▸ Goal
Print, please, the line that contains "One point lands on each instance of the rear bumper;" and each line after it to the end of the entries, unchanged and with nothing else.
* begin Data provided *
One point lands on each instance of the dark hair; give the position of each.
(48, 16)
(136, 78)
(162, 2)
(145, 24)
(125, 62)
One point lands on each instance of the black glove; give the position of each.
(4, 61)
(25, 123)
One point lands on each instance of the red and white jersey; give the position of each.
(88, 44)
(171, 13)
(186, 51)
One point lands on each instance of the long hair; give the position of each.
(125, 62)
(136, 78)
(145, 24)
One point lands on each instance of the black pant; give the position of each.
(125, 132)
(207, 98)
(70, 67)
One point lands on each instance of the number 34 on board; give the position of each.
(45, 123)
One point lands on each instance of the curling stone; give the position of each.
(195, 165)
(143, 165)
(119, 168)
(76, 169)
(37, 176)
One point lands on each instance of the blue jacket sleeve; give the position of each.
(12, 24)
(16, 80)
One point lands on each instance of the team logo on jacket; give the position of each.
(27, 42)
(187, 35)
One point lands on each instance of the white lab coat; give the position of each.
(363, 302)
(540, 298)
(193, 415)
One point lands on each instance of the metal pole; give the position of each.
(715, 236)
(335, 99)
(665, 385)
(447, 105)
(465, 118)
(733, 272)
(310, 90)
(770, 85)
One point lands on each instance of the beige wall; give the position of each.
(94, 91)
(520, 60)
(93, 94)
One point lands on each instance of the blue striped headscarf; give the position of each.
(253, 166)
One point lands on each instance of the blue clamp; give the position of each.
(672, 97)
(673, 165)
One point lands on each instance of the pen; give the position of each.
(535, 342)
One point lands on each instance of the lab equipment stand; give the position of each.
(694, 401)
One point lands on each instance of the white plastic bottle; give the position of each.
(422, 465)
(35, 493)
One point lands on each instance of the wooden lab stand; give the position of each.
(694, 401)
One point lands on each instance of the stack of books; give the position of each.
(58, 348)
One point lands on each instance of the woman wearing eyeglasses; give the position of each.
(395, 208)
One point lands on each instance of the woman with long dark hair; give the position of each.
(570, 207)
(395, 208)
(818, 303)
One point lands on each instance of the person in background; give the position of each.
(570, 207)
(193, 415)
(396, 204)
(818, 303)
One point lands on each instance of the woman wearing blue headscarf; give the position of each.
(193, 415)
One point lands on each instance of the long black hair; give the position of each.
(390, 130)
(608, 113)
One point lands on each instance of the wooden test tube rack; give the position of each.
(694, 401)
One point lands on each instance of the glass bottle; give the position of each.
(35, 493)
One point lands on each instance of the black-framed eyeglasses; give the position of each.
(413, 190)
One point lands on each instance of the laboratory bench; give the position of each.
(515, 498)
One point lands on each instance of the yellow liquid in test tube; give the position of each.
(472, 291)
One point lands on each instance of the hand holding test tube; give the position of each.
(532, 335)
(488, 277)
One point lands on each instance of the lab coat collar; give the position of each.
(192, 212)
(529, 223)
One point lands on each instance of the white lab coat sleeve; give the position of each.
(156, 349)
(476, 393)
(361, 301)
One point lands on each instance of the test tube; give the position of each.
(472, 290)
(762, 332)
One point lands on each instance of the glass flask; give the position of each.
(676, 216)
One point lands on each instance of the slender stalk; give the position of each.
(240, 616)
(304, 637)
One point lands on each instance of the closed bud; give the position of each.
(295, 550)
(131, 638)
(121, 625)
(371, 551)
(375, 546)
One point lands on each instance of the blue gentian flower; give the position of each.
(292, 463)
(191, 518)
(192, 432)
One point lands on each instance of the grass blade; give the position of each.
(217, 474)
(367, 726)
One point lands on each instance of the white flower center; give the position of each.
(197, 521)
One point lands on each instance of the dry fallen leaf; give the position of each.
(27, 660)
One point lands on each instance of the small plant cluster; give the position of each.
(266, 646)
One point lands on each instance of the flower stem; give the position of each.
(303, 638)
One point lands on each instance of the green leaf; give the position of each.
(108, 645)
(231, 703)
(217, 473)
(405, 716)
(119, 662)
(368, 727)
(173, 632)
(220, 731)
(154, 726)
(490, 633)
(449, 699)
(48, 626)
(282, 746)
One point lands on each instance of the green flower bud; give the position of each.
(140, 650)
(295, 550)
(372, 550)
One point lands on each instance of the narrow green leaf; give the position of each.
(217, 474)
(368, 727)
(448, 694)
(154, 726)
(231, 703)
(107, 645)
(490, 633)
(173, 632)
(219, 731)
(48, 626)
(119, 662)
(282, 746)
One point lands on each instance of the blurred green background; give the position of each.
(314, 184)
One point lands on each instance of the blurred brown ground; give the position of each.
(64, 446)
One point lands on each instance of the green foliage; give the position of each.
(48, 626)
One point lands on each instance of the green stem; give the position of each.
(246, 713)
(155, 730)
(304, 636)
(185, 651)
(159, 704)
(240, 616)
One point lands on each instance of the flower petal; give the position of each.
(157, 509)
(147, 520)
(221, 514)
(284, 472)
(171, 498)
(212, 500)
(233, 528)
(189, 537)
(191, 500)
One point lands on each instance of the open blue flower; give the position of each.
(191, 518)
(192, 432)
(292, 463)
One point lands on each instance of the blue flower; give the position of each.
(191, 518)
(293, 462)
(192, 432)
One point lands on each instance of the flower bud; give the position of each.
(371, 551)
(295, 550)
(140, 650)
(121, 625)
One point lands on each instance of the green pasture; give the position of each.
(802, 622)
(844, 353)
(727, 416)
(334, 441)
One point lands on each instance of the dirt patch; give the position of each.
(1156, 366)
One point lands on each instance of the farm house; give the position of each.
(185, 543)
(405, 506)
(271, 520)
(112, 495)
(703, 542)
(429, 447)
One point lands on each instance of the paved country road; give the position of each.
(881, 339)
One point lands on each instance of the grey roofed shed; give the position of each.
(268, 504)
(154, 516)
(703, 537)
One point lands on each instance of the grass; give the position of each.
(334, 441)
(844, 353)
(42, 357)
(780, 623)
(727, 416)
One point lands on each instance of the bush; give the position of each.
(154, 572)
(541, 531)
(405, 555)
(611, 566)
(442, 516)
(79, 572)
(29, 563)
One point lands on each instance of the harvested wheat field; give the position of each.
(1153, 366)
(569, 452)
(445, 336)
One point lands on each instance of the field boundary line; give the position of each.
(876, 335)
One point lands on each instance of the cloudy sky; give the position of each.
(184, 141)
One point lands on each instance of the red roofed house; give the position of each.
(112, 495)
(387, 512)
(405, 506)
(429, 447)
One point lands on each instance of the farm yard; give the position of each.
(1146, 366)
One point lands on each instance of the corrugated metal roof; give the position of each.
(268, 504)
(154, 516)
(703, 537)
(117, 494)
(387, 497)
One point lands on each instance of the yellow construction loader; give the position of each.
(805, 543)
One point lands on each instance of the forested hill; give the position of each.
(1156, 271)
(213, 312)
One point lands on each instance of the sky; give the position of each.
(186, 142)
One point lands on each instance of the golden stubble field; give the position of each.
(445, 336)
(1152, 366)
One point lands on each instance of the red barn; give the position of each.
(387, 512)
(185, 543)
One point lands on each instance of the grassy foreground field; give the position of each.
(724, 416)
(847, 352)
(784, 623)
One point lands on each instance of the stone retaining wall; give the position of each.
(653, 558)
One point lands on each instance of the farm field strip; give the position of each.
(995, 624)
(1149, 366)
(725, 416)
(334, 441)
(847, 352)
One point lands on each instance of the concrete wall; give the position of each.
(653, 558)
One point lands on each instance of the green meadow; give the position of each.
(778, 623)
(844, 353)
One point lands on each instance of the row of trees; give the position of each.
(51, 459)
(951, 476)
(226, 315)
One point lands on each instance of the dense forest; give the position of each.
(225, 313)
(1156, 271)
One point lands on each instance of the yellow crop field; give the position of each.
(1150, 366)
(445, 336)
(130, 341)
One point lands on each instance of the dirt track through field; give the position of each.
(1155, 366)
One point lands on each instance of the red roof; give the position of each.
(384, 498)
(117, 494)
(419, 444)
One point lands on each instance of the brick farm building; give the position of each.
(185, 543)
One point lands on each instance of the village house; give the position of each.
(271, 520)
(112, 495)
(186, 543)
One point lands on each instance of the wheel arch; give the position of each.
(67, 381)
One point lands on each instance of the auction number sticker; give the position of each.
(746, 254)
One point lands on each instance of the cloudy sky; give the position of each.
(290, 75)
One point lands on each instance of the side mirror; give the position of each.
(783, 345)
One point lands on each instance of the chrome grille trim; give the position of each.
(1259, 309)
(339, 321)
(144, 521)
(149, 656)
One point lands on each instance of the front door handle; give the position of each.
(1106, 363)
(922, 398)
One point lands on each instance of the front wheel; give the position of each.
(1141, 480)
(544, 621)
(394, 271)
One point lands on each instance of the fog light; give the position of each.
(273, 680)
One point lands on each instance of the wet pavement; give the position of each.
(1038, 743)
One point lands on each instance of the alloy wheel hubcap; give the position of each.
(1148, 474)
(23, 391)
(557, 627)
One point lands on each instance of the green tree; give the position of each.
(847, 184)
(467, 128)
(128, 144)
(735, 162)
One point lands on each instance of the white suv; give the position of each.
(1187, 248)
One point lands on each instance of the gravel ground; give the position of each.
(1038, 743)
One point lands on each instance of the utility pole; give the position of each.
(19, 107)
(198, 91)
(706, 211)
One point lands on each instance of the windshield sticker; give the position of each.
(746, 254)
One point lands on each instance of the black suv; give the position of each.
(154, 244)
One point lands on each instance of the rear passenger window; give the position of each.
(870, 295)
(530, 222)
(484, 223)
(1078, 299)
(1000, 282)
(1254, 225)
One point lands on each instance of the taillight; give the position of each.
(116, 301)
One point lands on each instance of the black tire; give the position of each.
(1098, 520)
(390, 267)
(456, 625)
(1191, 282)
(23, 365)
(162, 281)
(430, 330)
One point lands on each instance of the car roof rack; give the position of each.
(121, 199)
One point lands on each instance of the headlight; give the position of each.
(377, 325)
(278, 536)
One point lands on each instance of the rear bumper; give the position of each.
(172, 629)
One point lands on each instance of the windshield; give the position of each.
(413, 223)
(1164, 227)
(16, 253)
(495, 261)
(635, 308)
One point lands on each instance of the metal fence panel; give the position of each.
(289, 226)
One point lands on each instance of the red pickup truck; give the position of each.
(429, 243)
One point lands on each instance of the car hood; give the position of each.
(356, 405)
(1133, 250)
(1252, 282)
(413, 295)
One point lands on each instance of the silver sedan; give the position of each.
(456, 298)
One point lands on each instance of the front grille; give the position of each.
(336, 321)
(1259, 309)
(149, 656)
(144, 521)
* end Data provided *
▸ Task result
One point lands on each instance of the rear bumper; give the position of each.
(172, 629)
One point lands on each instance of the windshield; give the position of each.
(413, 223)
(1164, 227)
(16, 253)
(495, 261)
(635, 308)
One point lands on each instance of the metal fence panel; give the position of each.
(289, 226)
One point lands on each instance of the red pickup truck; give the position of each.
(429, 243)
One point lands on each instance of the car hood; give the position of each.
(356, 405)
(1133, 250)
(1252, 282)
(413, 295)
One point lands on each instance of the silver sedan; give the position of each.
(456, 298)
One point lands on each instance of the front grille; give the position of each.
(336, 321)
(1259, 309)
(149, 656)
(144, 521)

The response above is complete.